■ **Saved entries**:
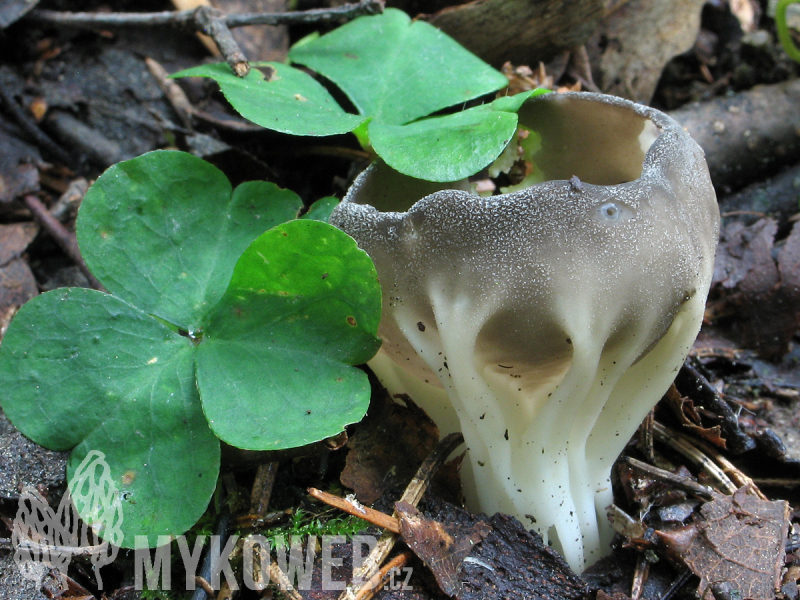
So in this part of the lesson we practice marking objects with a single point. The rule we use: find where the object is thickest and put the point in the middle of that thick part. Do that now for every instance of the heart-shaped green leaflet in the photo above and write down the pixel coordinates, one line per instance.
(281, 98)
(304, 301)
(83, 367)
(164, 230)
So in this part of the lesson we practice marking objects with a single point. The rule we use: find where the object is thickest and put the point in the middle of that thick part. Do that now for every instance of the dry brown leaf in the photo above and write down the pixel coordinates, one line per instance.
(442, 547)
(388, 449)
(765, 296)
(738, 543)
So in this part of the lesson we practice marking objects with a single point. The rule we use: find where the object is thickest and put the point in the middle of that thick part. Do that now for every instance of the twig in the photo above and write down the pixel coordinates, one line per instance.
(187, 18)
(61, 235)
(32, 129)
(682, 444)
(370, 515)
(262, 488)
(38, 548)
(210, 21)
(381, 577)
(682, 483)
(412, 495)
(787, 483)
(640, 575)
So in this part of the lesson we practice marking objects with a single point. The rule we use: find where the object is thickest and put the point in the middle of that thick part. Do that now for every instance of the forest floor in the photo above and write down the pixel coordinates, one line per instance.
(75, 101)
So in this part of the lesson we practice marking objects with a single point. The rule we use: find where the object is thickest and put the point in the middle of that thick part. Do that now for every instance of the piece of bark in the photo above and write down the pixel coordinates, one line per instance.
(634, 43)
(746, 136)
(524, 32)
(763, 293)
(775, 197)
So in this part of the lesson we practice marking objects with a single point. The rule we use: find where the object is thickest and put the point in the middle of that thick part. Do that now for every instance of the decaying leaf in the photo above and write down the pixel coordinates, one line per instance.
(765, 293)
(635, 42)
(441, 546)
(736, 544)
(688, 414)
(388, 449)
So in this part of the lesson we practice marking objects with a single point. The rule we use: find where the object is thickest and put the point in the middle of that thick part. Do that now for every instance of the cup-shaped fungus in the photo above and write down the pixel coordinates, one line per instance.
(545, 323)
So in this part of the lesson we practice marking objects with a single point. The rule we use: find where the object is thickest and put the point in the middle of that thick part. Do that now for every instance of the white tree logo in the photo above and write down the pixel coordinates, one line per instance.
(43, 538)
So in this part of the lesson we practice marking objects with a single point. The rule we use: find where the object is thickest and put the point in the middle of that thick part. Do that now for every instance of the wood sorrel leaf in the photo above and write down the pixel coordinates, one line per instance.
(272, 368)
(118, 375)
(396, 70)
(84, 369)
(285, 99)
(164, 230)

■ **GIVEN EXERCISE**: Recast every line of the listing above as a numbered list, skipping blank lines. Leave the pictures out of your answer.

■ **THE REPLY**:
1. So in this part of the lesson we practice marking objects with a single point. The rule we use: find where the object is thickest and put the point in the middle of that thick part. Do that now for every instance of the heart-shaped green leaflet in the photo above and write down the pixel coordinates, one line per instance.
2. (281, 98)
3. (304, 301)
4. (83, 367)
5. (164, 230)
6. So in this part of the lesson we practice marking objects with a single point. The rule we use: find where the object is thickest and put the point in the middle of that thick part. Do that now for every instance of the dry brown leaf in the photo above and write down the pixel coordinates, one line per instance.
7. (442, 547)
8. (388, 449)
9. (765, 296)
10. (738, 543)
11. So in this part of the lesson we practice marking objects with a single point. The rule we use: find where the object is thickest and put the point in the middle of that thick part. Do that now for every instance of the twig in the photo above and write down the pixel coordinates, one line per instance.
12. (187, 18)
13. (61, 235)
14. (32, 129)
15. (682, 444)
16. (370, 515)
17. (262, 488)
18. (38, 548)
19. (210, 21)
20. (381, 577)
21. (682, 483)
22. (412, 495)
23. (787, 483)
24. (640, 575)
25. So in this part of the lesson we practice marking objects with a single point. The rule we use: find where the object is thickest and put the point in the middle of that thick part. Do that now for every instance of the forest floor in the photo above and write down the pixel coordinates, one line per instance.
26. (75, 101)
27. So in this part of the lesson we practice marking objects with a single point. The rule we use: find where the object is thickest and put the point in the middle of that thick part. Do that now for every instance of the piece of bark in the photo above and write down the pixel coordinates, one line per instance.
28. (634, 43)
29. (746, 136)
30. (524, 32)
31. (763, 293)
32. (775, 197)
33. So in this part of the lesson we practice marking objects with a single point. The rule we use: find where the object is thickest and put the point in the middle of that thick part. Do that now for every instance of the decaying leaf in the photo above and write down the pixel coordinates, one line per instance.
34. (765, 293)
35. (635, 42)
36. (441, 546)
37. (736, 544)
38. (688, 414)
39. (388, 449)
40. So in this part of the lesson we practice marking objects with a single point. The rule we use: find where the object is thickest and put the point in the middle of that thick part. Do that now for every instance of the cup-shaped fungus in the photo above and write down the pixel coordinates, one line per instance.
41. (545, 323)
42. So in this part of the lesson we practice marking objects with a single point. The rule we use: find where the object is thickest and put the point in the middle of that thick part. Do that now for every instance of the white tree logo in the photo above and write down the pixel coordinates, one line per instance.
43. (43, 538)
44. So in this part of the lesson we practice marking objects with a single point. The rule we use: find where the object is thickest and put the point in the middle of that thick part. Do that now for every instance of the wood sorrel leaf in the photo above and write down the pixel coordinates, one line per instance.
45. (272, 368)
46. (118, 375)
47. (396, 70)
48. (84, 369)
49. (285, 99)
50. (164, 230)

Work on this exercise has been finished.